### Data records
• • • • • • •

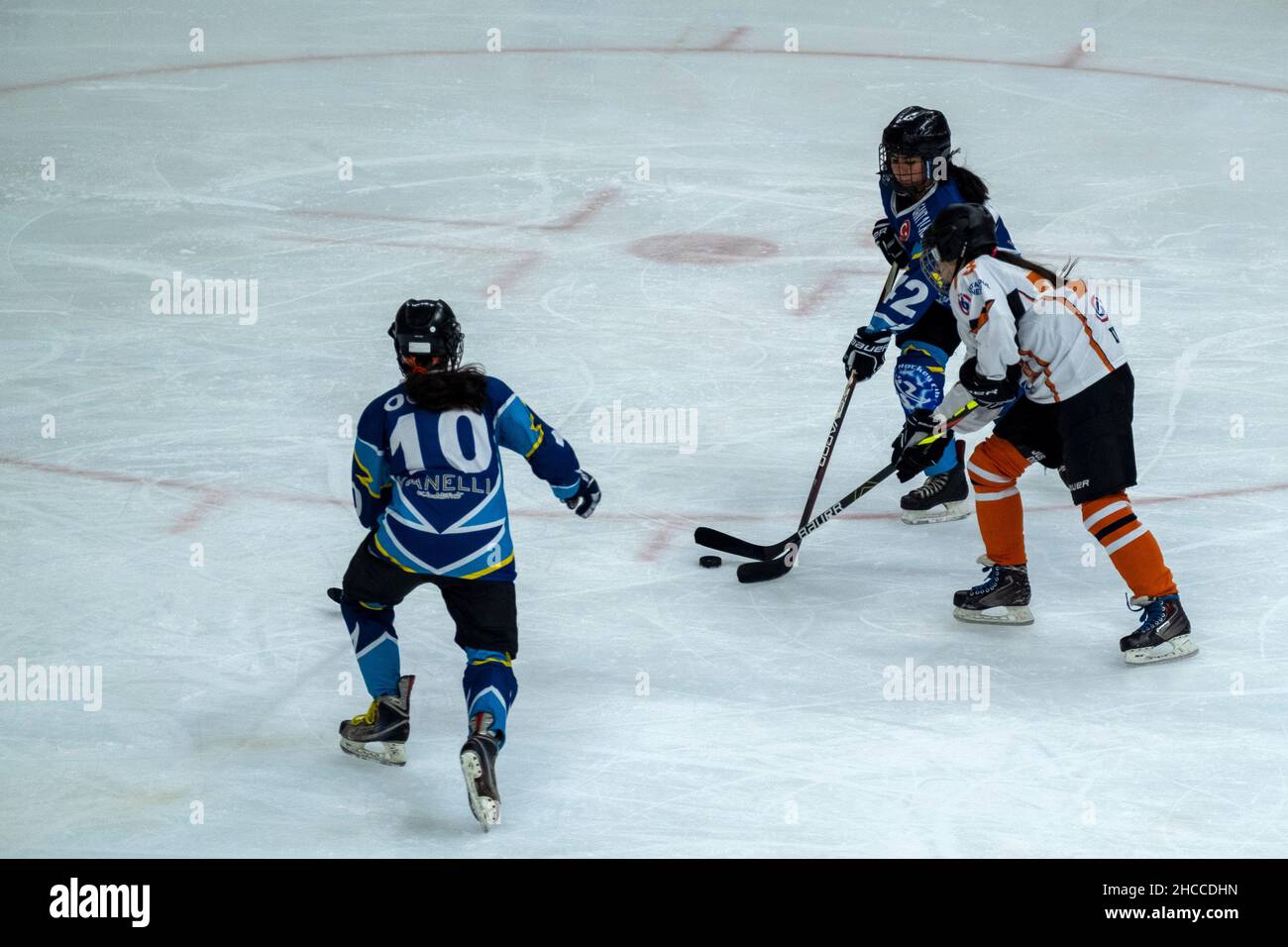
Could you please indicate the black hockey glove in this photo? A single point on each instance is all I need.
(587, 499)
(909, 454)
(888, 244)
(866, 354)
(991, 393)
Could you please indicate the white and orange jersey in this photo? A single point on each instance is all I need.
(1063, 338)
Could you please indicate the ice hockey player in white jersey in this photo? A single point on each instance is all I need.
(1018, 318)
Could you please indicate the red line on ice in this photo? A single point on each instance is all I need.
(590, 206)
(730, 39)
(629, 51)
(669, 521)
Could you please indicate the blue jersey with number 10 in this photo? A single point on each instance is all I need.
(430, 483)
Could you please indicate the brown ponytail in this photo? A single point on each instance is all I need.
(1044, 272)
(460, 389)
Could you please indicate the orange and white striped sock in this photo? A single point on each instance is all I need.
(1132, 548)
(993, 468)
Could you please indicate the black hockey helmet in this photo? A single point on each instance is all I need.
(917, 132)
(426, 337)
(960, 234)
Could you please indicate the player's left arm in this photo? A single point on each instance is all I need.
(553, 459)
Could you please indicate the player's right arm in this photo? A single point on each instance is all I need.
(991, 372)
(373, 486)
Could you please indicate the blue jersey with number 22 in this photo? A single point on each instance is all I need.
(430, 483)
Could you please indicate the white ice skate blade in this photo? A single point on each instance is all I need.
(944, 513)
(1181, 646)
(393, 754)
(485, 810)
(997, 615)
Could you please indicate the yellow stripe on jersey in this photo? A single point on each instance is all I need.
(365, 476)
(541, 436)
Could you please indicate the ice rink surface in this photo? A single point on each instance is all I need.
(643, 185)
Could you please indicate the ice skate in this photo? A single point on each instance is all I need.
(1163, 633)
(941, 499)
(1000, 599)
(387, 722)
(478, 764)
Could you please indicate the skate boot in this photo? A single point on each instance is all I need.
(478, 764)
(387, 720)
(1163, 633)
(1001, 599)
(940, 499)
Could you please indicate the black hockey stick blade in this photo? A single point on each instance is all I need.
(765, 571)
(722, 541)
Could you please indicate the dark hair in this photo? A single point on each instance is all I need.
(463, 389)
(1044, 272)
(969, 184)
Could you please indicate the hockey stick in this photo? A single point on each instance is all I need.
(778, 560)
(722, 541)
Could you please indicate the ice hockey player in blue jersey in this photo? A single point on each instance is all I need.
(428, 484)
(917, 179)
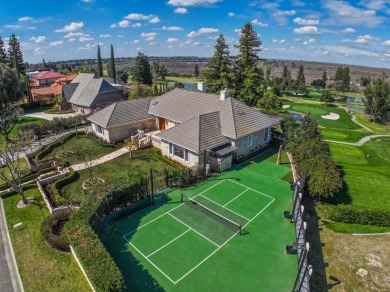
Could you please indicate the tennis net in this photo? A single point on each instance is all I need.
(222, 220)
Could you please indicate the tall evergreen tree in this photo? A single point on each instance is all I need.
(217, 75)
(112, 65)
(100, 64)
(14, 45)
(141, 70)
(3, 53)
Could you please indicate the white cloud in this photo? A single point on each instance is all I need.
(386, 43)
(172, 40)
(154, 19)
(342, 12)
(192, 2)
(302, 21)
(362, 39)
(201, 31)
(136, 16)
(76, 34)
(307, 30)
(259, 23)
(25, 18)
(180, 10)
(285, 13)
(348, 30)
(39, 39)
(56, 44)
(172, 28)
(85, 39)
(123, 23)
(73, 26)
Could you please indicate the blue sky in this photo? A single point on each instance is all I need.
(347, 32)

• • • • • • •

### Your assignment
Would you mind returning each entry above word for word, skipping the images?

### Exercise output
Could you please indicate the black hockey glove in this photo? A single point on each instance is all I need.
(587, 499)
(909, 454)
(888, 244)
(866, 354)
(991, 393)
Could you please indicate the white and orange jersey in this photo? A single point on each instance is all I need.
(1063, 338)
Could you please indicate the ice hockey player in white jersey in this photo? A single point on each instance is all I need.
(1018, 318)
Could you please indicate the red line on ice in this photo? A single point on each instance is all I need.
(590, 206)
(730, 39)
(629, 51)
(669, 521)
Could you please indicate the blue jersey with number 10 in this photo? A single point on each instance is all I need.
(430, 483)
Could you please indicate the brown ponytail in this photo? A single point on each instance is all I need.
(1044, 272)
(460, 389)
Could you please indicate the orange and white striped sock in this photo? A single point on each instance is all I need.
(1132, 548)
(993, 468)
Could you please indicate the black hockey helmet in this photo? A single point on each instance is all I need.
(917, 132)
(426, 337)
(960, 234)
Could you please indicate the player's left arm in this photo? A single point on each instance is all I need.
(553, 459)
Could you please indicate the player's right arm in this photo? A single point on each instance is all I need.
(991, 372)
(373, 486)
Could you please indicate the blue jersey with number 22 in this photo? A single point on each instance is all I need.
(430, 483)
Could you please indicate the white ice skate blade in this photo? A single point on each instance is all I need.
(944, 513)
(1181, 646)
(393, 754)
(485, 810)
(997, 615)
Could you please indicate the yellow stripe on jersey in this photo? A single point on each instance is all I need.
(365, 476)
(541, 436)
Could you please indicate the ice rink surface in this photo? A single point on each instance is all I need.
(643, 185)
Could you please indicate the ice skate in this photo? A single point on each instance is all I need.
(1163, 633)
(941, 499)
(1000, 599)
(387, 722)
(478, 764)
Could you please indicate the skate boot in this photo? A single point on each instance is all I need.
(478, 764)
(387, 720)
(1163, 633)
(1001, 599)
(940, 499)
Could you please indicate the black hockey stick blade in this photo? A single point on each instance is all I need.
(765, 571)
(722, 541)
Could you please indicate the dark hair in this photo? A single point on each instance is all I need.
(463, 389)
(1044, 272)
(969, 184)
Could you please indicate the hockey stick in this photo? A single point on each instance is all I need.
(778, 560)
(722, 541)
Could you please indicate the ice hockey player in blue jersey in this photo? A single point on each instance is all I need.
(428, 484)
(917, 179)
Could you please indicate the tennis net in this photo? A single point on each instance is all I need.
(222, 220)
Could you please indicate the tall evergreen tree in this photo? A single point on each instance is all I need.
(217, 75)
(112, 65)
(100, 64)
(14, 45)
(141, 70)
(3, 53)
Could you please indicate the white cloud in this photo? A single point on each instance is all I need.
(386, 43)
(172, 40)
(154, 19)
(342, 12)
(192, 2)
(302, 21)
(362, 39)
(201, 31)
(136, 16)
(76, 34)
(307, 30)
(259, 23)
(25, 18)
(180, 10)
(285, 13)
(348, 30)
(39, 39)
(56, 44)
(172, 28)
(85, 39)
(123, 23)
(73, 26)
Could you please indicate the blue sky in this photo? A single point on each instance is all I need.
(347, 32)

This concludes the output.